Requests -
A - Name every person mentioned by name in the article about Siris Barrios leaving her community liaison job.
B - Write the next part of the article about Siris Barrios leaving her community liaison job, picking up right after its final sentence.

Given text -
= = =

After five years as a community liaison for Riverside Rediscovered — the company seeking to bring businesses with upper-floor apartments around the traffic circle — Siris Barrios is leaving.

She’s moving to Ecuador, where her husband’s family owns a thriving dragon fruit business.

Ms. Barrios, 40, was born in El Salvador but grew up in Los Angeles, where she worked as a community organizer.

But being a community organizer in Los Angeles was like preaching to the choir, she said, because “in California, everyone I organized with were people who agreed with me.”

In Flanders, Riverside and Northampton, the population was more diverse, she said.

“We have Democrats, Republicans, religious people, people who were not religious. We’ve all been able to come together on the one vision, and that’s been the biggest challenge in my life as community organizer,” she said at Monday’s Flanders, Riverside and Northampton Community Association meeting.

The meeting was her last with FRNCA.

“Siris gets an honorary membership in the Flanders, Riverside and Northampton communities,” said Southampton Town Supervisor Jay Schneiderman. “You really have changed this place and brought the community together in a fundamental way, whether it was fighting for money to widen the traffic circle in Riverside, or trying to get a sense of what the community wanted in terms of its downtown. This area of the community will be forever benefited and changed by your work. So thank you. You will always be welcome back.”

FRNCA president Vince Taldone also thanked Ms. Barrios for her efforts.

“Siris organized people to get out there and reach folks who weren’t easy to reach, and bring them to our FRNCA meetings for public discussions,” he said. “She did door knocking day after day after day to get people’s feelings about what they wanted in their community.”

= = =

Collected data
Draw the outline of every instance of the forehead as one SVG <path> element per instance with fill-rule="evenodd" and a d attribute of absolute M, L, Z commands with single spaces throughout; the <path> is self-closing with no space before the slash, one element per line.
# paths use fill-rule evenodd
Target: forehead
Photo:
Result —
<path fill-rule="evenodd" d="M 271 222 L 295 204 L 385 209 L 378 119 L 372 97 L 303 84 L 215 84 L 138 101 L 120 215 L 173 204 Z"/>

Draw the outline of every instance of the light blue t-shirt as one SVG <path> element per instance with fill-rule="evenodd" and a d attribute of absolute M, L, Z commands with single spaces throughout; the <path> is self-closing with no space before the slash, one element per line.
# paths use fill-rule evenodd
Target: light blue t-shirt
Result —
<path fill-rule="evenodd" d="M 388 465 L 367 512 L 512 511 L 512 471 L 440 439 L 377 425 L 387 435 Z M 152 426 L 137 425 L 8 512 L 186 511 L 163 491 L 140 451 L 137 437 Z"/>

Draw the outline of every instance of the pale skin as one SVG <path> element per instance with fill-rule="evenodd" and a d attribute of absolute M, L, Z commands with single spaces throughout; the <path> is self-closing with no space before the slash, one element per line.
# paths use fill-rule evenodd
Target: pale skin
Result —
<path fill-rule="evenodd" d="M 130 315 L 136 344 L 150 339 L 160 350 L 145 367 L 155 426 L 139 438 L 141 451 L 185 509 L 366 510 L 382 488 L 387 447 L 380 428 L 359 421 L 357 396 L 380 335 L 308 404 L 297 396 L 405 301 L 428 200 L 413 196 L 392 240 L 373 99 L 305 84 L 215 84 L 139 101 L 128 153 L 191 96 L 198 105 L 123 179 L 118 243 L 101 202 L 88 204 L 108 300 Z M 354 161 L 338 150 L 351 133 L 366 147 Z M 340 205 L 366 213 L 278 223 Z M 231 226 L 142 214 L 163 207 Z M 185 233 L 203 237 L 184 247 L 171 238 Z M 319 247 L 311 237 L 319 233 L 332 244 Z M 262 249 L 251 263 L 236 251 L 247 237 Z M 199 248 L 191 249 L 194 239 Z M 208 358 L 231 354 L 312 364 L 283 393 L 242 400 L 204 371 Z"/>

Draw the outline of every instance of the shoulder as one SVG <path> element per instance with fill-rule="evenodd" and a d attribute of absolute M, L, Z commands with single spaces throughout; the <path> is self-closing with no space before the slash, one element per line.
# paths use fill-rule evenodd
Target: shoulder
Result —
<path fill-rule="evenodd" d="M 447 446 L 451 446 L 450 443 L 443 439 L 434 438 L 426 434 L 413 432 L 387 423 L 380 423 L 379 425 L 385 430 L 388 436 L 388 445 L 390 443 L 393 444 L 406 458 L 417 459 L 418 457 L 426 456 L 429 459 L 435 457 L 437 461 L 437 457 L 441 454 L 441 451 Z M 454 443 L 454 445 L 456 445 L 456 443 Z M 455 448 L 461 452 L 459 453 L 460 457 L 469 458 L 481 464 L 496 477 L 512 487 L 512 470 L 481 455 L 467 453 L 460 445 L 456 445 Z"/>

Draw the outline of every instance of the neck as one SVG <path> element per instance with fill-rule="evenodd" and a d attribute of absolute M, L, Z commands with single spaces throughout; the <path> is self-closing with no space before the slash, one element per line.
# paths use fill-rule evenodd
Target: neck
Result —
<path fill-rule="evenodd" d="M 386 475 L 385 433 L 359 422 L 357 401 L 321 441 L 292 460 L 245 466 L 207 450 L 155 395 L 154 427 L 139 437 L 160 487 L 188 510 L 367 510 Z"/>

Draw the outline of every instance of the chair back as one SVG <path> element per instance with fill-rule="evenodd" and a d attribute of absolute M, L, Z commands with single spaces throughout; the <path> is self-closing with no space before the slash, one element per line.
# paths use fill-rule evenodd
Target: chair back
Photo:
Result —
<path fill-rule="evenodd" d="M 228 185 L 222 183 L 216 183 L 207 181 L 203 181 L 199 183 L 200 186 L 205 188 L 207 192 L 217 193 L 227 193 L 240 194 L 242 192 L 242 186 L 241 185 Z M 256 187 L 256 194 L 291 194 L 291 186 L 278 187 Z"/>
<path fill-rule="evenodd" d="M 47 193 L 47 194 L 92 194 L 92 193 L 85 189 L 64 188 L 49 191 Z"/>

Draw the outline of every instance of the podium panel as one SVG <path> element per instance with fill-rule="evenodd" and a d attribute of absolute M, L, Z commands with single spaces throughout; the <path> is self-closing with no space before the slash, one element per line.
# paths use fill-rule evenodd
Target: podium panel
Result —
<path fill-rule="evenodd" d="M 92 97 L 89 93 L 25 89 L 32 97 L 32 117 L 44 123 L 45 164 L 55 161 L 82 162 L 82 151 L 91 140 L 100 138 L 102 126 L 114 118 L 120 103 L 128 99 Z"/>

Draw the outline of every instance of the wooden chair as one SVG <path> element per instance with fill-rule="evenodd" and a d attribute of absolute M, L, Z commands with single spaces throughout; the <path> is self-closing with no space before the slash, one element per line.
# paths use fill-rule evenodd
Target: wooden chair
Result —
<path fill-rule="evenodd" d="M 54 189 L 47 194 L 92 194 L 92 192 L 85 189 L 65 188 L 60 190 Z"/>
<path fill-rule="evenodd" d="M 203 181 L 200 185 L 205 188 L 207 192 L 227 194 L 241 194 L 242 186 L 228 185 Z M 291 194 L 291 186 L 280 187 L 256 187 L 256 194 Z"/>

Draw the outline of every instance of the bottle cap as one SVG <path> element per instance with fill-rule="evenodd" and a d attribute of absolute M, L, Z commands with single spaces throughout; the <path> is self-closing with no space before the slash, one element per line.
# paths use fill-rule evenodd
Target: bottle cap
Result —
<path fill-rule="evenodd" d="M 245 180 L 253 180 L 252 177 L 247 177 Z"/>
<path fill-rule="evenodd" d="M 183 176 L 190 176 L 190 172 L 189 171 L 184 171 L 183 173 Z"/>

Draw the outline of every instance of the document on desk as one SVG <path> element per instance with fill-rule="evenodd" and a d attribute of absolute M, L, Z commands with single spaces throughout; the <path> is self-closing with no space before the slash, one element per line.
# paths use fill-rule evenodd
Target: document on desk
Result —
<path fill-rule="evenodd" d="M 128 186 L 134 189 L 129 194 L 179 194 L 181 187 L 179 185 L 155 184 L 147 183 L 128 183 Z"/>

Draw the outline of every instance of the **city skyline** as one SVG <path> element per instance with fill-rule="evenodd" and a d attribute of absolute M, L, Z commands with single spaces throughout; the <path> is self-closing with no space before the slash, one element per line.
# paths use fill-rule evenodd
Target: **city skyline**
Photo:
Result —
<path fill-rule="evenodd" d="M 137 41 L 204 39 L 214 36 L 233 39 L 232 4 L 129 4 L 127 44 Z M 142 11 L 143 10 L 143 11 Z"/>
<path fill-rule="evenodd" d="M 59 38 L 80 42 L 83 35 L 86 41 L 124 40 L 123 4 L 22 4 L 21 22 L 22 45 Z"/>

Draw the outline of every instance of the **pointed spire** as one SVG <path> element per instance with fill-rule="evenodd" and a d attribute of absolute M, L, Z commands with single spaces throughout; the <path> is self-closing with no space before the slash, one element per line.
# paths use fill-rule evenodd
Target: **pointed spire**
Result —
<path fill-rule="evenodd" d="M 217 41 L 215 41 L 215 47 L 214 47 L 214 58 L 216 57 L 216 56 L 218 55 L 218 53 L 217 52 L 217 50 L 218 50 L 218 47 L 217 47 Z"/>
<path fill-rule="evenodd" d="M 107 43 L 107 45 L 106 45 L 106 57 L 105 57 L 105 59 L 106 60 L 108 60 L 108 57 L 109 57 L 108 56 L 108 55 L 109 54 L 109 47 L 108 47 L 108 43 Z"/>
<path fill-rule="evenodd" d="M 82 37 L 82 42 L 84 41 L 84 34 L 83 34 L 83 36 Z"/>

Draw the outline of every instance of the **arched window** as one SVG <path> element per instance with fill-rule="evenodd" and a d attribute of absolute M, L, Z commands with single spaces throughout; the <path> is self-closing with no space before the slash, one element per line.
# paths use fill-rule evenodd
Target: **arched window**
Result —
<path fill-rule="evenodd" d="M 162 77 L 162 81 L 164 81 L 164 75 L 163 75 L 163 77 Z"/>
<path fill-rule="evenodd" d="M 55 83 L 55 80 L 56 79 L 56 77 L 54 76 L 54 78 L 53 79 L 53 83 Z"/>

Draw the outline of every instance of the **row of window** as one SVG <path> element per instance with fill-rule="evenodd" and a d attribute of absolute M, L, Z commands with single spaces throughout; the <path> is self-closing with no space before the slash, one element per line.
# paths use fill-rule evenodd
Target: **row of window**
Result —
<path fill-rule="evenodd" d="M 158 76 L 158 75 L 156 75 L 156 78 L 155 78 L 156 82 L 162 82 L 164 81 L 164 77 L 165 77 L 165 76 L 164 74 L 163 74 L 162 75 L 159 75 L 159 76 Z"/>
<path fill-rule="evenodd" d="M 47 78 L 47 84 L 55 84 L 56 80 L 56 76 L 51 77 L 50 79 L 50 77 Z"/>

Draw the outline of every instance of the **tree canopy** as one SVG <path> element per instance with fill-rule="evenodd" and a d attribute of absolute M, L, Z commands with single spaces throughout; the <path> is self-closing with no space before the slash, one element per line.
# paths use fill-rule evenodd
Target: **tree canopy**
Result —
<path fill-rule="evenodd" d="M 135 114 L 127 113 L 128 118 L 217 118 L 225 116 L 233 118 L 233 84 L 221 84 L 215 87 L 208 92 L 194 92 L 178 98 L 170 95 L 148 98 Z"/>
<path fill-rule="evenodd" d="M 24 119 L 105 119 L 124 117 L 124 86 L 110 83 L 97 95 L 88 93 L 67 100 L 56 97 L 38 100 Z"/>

= = =

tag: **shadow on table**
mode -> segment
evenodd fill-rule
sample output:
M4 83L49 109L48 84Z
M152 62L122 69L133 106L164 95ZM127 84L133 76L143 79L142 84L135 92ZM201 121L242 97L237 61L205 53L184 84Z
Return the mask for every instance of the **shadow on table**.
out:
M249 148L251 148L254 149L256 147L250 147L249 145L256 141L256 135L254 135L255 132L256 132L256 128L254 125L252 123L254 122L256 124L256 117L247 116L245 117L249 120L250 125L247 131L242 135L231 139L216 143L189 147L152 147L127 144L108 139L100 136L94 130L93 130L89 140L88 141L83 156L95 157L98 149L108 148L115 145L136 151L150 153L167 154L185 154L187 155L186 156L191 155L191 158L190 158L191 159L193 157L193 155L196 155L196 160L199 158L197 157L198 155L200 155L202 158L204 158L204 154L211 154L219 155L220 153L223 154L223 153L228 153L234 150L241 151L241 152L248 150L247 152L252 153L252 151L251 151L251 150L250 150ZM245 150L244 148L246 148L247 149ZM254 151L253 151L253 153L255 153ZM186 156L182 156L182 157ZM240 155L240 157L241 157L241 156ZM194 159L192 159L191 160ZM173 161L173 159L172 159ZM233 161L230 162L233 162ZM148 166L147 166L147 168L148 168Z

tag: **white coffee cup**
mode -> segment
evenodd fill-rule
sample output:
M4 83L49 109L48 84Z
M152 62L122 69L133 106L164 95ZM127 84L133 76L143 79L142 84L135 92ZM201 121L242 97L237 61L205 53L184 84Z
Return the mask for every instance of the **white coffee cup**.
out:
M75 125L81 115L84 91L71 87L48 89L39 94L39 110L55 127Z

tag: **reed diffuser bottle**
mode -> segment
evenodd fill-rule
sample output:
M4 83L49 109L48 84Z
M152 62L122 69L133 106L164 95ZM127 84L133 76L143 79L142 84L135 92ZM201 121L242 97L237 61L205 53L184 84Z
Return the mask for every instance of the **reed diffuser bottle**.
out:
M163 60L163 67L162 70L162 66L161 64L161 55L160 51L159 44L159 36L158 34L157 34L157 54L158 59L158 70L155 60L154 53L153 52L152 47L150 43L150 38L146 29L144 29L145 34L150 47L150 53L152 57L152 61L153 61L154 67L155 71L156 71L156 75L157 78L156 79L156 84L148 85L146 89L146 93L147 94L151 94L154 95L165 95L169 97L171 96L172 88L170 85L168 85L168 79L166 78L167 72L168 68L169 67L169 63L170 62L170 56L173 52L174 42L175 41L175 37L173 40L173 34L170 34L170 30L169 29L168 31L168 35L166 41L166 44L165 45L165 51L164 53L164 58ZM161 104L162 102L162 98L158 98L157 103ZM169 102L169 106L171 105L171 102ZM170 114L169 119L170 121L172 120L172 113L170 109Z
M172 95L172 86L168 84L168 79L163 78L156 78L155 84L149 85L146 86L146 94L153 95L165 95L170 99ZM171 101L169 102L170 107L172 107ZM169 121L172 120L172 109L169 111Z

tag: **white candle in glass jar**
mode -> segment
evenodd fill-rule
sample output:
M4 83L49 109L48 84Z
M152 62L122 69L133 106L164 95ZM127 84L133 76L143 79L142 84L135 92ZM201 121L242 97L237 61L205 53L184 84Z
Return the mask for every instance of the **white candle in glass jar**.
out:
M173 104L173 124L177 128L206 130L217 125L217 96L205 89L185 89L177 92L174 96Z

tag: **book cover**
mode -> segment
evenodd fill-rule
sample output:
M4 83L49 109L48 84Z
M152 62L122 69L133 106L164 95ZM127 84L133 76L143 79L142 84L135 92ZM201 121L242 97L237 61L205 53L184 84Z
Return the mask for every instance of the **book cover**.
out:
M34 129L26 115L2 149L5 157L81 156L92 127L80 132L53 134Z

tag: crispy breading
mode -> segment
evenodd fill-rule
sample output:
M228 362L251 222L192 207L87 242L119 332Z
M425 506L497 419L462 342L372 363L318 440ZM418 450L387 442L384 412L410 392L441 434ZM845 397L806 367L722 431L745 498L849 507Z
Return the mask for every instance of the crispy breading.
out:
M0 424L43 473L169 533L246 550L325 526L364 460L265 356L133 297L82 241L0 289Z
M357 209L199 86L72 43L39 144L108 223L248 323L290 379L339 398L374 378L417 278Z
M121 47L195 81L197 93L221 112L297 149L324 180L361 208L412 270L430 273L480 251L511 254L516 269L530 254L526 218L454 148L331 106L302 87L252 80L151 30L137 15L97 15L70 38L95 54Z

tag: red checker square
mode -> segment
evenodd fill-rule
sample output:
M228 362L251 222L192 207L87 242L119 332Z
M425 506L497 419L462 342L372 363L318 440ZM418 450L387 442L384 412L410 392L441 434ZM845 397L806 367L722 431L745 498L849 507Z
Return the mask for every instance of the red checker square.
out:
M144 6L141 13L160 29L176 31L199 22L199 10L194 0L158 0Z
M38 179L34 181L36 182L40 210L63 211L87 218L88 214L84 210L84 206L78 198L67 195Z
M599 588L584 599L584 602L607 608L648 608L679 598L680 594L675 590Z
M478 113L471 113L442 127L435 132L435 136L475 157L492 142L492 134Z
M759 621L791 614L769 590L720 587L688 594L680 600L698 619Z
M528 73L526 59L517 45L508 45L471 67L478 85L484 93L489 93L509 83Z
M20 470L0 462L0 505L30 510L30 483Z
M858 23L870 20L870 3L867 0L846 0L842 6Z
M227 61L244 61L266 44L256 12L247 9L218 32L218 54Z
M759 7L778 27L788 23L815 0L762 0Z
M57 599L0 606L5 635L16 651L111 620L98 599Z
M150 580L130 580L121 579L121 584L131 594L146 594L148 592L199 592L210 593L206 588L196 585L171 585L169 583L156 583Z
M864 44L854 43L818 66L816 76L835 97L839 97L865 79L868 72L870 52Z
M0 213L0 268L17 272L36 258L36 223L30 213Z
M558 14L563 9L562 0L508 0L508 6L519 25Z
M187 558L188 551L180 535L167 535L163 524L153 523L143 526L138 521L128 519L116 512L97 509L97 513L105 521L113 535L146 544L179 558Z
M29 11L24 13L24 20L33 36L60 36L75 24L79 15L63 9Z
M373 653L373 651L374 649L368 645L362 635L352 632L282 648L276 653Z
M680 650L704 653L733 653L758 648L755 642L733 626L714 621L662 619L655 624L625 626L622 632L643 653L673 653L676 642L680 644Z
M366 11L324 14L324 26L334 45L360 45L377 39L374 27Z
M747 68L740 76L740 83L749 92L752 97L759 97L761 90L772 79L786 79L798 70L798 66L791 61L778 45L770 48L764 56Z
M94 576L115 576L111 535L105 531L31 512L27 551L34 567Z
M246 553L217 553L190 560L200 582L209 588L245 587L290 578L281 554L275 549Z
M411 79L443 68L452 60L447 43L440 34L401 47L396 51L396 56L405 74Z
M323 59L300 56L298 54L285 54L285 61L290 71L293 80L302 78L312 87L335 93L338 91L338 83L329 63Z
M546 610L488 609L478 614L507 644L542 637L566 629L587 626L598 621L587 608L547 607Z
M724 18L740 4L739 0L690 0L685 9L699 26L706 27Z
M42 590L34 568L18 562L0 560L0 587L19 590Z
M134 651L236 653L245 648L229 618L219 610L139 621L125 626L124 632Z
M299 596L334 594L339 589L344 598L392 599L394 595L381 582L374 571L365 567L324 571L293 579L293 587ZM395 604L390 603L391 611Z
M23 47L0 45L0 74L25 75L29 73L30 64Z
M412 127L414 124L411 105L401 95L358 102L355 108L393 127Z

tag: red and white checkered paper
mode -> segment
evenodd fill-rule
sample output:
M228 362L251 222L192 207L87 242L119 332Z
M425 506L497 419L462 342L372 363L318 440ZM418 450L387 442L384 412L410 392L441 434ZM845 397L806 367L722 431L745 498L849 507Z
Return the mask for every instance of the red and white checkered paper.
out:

= = =

Replies -
A - Siris Barrios, Jay Schneiderman, Vince Taldone

B -
Ms. Barrios, who is fluent in English and Spanish, served as a bridge to the Latino community.

“You showed me a vision for this community that, growing up here for 35 years, I never saw,” former FRNCA president Ron Fisher told Ms. Barrios.

Mr. Taldone said Ms. Barrios was always a pleasure to work alongside.

“She is welcomed in every office and by every person because she speaks from the heart and she’s genuine and she has no ulterior motive,” he said.

Sean McLean, Renaissance Downtowns co-CEO, said that even though the Riverside sewer district has yet to be created and they haven’t broken ground on any buildings under the new zoning, they’ve been able to keep officials and others positive about the project.

Renaissance Downtowns was chosen by Southampton Town as the “master developer” of Riverside in 2013. Renaissance Downtowns is a for-profit organization, and the only way they will make money in Riverside is by buying and developing land.

Officials agree that the type of development envisioned for Riverside can only happen if the town develops a sewer district for Riverside.

Ms. Barrios said she’ll be back in the summer and vowed to remain active in Riverside, even though she won’t be there physically.

“I’ll be around,” she said. “We can Skype, we can strategize, we can move this project forward. I don’t plan to be disconnected. I can help in whatever way I can from a distance. So I’m not gone.”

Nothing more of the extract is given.